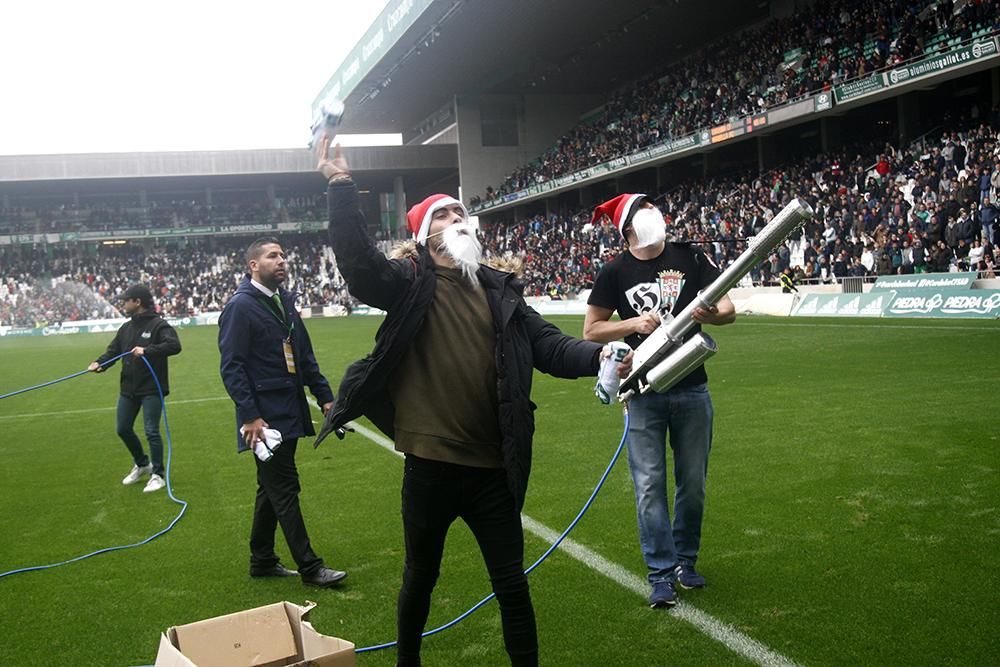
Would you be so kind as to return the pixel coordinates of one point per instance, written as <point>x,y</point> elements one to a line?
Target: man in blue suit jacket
<point>267,361</point>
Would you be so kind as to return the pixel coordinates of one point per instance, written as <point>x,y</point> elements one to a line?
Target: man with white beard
<point>449,381</point>
<point>654,280</point>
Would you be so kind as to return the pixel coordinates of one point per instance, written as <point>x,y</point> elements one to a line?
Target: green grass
<point>853,513</point>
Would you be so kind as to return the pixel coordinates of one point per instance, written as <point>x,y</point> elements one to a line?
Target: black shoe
<point>276,570</point>
<point>324,578</point>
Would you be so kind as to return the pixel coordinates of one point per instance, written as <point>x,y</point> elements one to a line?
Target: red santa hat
<point>619,209</point>
<point>418,218</point>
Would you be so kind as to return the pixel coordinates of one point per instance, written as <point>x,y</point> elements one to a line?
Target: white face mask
<point>649,227</point>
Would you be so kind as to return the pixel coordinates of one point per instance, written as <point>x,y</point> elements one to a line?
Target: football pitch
<point>853,511</point>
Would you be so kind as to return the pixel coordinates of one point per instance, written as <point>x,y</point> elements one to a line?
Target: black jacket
<point>158,340</point>
<point>404,288</point>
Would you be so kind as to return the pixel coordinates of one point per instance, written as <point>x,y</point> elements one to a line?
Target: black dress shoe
<point>324,578</point>
<point>276,570</point>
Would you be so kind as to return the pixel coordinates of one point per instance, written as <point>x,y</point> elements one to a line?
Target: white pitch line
<point>748,320</point>
<point>725,634</point>
<point>106,409</point>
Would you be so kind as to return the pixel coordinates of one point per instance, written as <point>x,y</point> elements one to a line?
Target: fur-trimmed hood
<point>508,263</point>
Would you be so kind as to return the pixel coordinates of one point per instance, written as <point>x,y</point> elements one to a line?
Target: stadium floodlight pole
<point>664,358</point>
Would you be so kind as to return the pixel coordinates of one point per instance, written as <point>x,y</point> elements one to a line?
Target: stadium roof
<point>420,166</point>
<point>419,53</point>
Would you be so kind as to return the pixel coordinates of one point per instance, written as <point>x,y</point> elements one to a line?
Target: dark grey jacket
<point>404,288</point>
<point>158,340</point>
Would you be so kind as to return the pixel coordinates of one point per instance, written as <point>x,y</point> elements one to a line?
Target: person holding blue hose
<point>147,335</point>
<point>449,381</point>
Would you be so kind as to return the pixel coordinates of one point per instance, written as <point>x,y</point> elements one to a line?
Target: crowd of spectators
<point>821,46</point>
<point>105,216</point>
<point>878,211</point>
<point>46,285</point>
<point>927,207</point>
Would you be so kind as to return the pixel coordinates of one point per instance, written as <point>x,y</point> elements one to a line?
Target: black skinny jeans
<point>434,495</point>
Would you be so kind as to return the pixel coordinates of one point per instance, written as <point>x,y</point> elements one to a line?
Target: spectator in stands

__What is needed__
Recast all of the rows above as a numbered list with no blank lines, leaving out the pictures.

__Written solution__
1. Would you be so kind as to return the pixel coordinates of one point per instance, written as <point>x,y</point> elements one to a line?
2. Target: man in blue suit jacket
3. <point>267,361</point>
4. Would you be so kind as to return the pixel coordinates of one point per instance, written as <point>x,y</point> elements one to a line?
5. Target: man with white beard
6. <point>449,381</point>
7. <point>654,280</point>
8. Would you be so kind as to return the pixel coordinates of one point per instance, written as <point>x,y</point> elements one to a line?
9. Target: green grass
10. <point>853,513</point>
11. Would you be so kind as to return the pixel coordinates of one point per instance, written as <point>x,y</point> elements one to a line?
12. Target: black shoe
13. <point>276,570</point>
14. <point>324,578</point>
15. Would you be so kind as to return the pixel coordinates of one point per instance, written as <point>x,y</point> elements one to a line?
16. Target: red santa hat
17. <point>619,209</point>
18. <point>418,218</point>
19. Would you be so kind as to return the pixel coordinates of one point per instance, written as <point>x,y</point> elements one to a line?
20. Target: white face mask
21. <point>649,227</point>
22. Would you be so kind as to return the pixel coordinates of one point per instance, written as <point>x,y</point> elements one to a line?
23. Target: football pitch
24. <point>853,511</point>
25. Would you be so kind as to return the pixel coordinates of one point per instance, written as <point>x,y</point> elements one to a line?
26. Target: black jacket
27. <point>158,340</point>
28. <point>404,288</point>
29. Would you be so kind as to return the pixel coordinates of one point per instance, written as <point>x,y</point> elements one to a line?
30. Target: black dress shoe
31. <point>324,578</point>
32. <point>276,570</point>
33. Would you be so kind as to return the pixel coordinates of one point per instance, written as <point>x,y</point> elements one to a line?
34. Target: white pitch line
35. <point>748,320</point>
36. <point>725,634</point>
37. <point>106,409</point>
38. Would you be so kind as to return the pixel coordinates of one point per instance, written as <point>x,y</point> elements one to a line?
39. Target: fur-trimmed hood
40. <point>508,263</point>
41. Would you be so kind as to return the pixel coordinates of one point per instance, written as <point>x,y</point> elements one to a line?
42. Target: stadium floodlight pole
43. <point>664,358</point>
44. Would you be so kind as to return the pixel coordinates of one point per instance, written as <point>x,y</point> elements one to a line?
45. Target: stadium roof
46. <point>420,166</point>
47. <point>419,53</point>
48. Would you be so kind as to return the pixel coordinates of one point per instance, written as <point>x,y</point> elements one to a line?
49. Target: dark grey jacket
50. <point>404,288</point>
51. <point>158,340</point>
52. Would you be so kind as to return the pixel coordinates of one point per instance, written as <point>x,y</point> elements one to a line?
53. Target: person holding blue hose
54. <point>147,335</point>
55. <point>449,381</point>
56. Would you be so kind as to return the pixel coordinates of one point per instance, written as <point>x,y</point> elements one to a line?
57. Target: crowd of spectators
58. <point>821,46</point>
59. <point>105,216</point>
60. <point>878,211</point>
61. <point>46,285</point>
62. <point>927,207</point>
63. Would you be so kind as to return the pixel coordinates of one point per instance, written as <point>x,y</point> elements one to a line?
64. Target: black skinny jeans
65. <point>434,495</point>
66. Would you be so kind as to return the pixel coordinates of one point per instance, written as <point>x,y</point> elements one to a line?
67. Target: spectator in stands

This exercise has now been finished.